You are viewing a plain text version of this content. The canonical link for it is here.
Posted to issues@ratis.apache.org by "Attila Doroszlai (Jira)" <ji...@apache.org> on 2022/11/13 07:49:00 UTC

[jira] [Created] (RATIS-1743) Memory leak in SegmentedRaftLogWorker due to metrics

Attila Doroszlai created RATIS-1743:
---------------------------------------

             Summary: Memory leak in SegmentedRaftLogWorker due to metrics
                 Key: RATIS-1743
                 URL: https://issues.apache.org/jira/browse/RATIS-1743
             Project: Ratis
          Issue Type: Bug
          Components: server
    Affects Versions: 3.0.0, 2.4.1
            Reporter: Attila Doroszlai
         Attachments: Screenshot from 2022-11-12 22-17-11.png

OOME happens in Ozone integration tests.  Currently Xmx=2g, but increasing it does not help.

:: WRITTEN TASK 1 ::
In the RATIS-1743 issue notice, set down everything from "Summary: Memory leak" down to "does not help.".
:: WRITTEN TASK 2 ::
Which versions does the RATIS-1743 issue notice list as affected?
:: WRITTEN TASK 3 ::
Extend the RATIS-1743 issue notice beyond its final sentence.

:: RECORDS PROVIDED ::
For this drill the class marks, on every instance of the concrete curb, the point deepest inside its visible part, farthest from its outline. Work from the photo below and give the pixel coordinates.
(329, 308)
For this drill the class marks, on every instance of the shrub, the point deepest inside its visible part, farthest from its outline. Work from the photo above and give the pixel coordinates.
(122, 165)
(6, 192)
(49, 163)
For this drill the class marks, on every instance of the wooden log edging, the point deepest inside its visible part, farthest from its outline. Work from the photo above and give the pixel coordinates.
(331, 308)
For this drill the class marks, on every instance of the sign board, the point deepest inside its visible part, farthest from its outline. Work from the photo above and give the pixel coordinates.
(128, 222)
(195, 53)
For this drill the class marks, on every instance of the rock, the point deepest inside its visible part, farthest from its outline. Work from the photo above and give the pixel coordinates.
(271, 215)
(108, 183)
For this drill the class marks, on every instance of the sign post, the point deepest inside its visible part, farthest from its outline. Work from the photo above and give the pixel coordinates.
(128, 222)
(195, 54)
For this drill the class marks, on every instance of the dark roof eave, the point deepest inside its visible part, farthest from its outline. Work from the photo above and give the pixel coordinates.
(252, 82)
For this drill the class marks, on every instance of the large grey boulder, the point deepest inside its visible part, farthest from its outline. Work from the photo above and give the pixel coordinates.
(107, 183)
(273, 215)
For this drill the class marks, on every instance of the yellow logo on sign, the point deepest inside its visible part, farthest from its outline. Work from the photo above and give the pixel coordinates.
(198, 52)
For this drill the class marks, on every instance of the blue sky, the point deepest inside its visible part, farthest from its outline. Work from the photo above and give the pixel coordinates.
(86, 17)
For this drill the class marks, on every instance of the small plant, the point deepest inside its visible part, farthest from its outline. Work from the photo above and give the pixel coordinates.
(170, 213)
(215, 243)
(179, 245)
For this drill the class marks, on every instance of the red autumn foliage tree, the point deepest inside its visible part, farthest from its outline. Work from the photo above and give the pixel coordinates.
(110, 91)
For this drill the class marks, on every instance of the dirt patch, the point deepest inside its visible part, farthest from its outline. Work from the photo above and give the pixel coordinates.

:: EXERCISE ANSWER 1 ::
Summary: Memory leak in SegmentedRaftLogWorker due to metrics
                 Key: RATIS-1743
                 URL: https://issues.apache.org/jira/browse/RATIS-1743
             Project: Ratis
          Issue Type: Bug
          Components: server
    Affects Versions: 3.0.0, 2.4.1
            Reporter: Attila Doroszlai
         Attachments: Screenshot from 2022-11-12 22-17-11.png

OOME happens in Ozone integration tests.  Currently Xmx=2g, but increasing it does not help.

:: EXERCISE ANSWER 2 ::
3.0.0 and 2.4.1

:: EXERCISE ANSWER 3 ::
{code:title=https://github.com/adoroszlai/hadoop-ozone/actions/runs/3450185096/jobs/5761108630#step:5:3155}
[INFO] Running org.apache.hadoop.ozone.scm.TestStorageContainerManagerHA
Error:  java.lang.OutOfMemoryError: Java heap space
Error:  Tests run: 8, Failures: 0, Errors: 4, Skipped: 0, Time elapsed: 426.774 s <<< FAILURE! - in org.apache.hadoop.ozone.scm.TestStorageContainerManagerHA
{code}

{code}
java.lang.OutOfMemoryError: Java heap space
	at org.apache.ratis.server.raftlog.segmented.SegmentedRaftLogWorker.lambda$new$4(SegmentedRaftLogWorker.java:223)
	at org.apache.ratis.server.raftlog.segmented.SegmentedRaftLogWorker$$Lambda$603/1771708635.get(Unknown Source)
	at org.apache.ratis.util.MemoizedSupplier.get(MemoizedSupplier.java:62)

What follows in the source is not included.